• WHAT IS NEEDED
Restate the entries below word for word, leaving nothing out.

• RAW DATA
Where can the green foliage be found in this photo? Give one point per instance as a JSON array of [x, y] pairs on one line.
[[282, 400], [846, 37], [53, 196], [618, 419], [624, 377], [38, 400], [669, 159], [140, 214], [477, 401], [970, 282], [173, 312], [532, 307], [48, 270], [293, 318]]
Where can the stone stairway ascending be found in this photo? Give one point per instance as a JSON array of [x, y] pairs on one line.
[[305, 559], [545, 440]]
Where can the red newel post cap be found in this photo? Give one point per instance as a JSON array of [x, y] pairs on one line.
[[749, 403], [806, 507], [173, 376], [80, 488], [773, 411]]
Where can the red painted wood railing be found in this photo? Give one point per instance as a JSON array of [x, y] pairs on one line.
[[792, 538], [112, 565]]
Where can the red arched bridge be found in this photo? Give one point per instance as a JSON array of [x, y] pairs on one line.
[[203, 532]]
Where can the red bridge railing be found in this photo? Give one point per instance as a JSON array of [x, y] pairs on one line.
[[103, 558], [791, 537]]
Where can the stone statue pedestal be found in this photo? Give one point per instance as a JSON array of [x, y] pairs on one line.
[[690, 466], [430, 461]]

• ANSWER TO THIS PROBLEM
Where can the green foliage be found in this photo? Give one point per instance as a JSON array of [x, y] pairs on one line.
[[282, 400], [846, 37], [53, 196], [618, 419], [624, 377], [38, 400], [669, 159], [140, 214], [477, 401], [970, 282], [173, 312], [532, 307], [48, 270], [293, 318]]
Where can the stone stairway ascending be found in this photo? Give one point per instance as a JSON array of [x, y] pairs on one line.
[[305, 559], [545, 440]]
Where can the red newel post cap be found in this photo? Give one point per instance as a JSON array of [x, y] pairs on one line.
[[749, 403], [806, 507], [173, 376], [80, 488], [773, 411]]
Where can the red painted wood railing be found in this photo? Give one point per instance as a JSON array of [x, y] pairs on one line.
[[792, 538], [112, 565]]
Where can the red arched bridge be found in this photo? Give one point per instance as a JSON array of [x, y] pairs on one line.
[[203, 532]]
Where can the red bridge railing be found in this photo? Give one point per instance as a JSON array of [x, y] pairs on one line.
[[103, 558], [791, 537]]
Where can the stone statue pedestal be found in this photo? Give one point per instance as a JSON array of [x, y] pairs on one line.
[[690, 466], [430, 461]]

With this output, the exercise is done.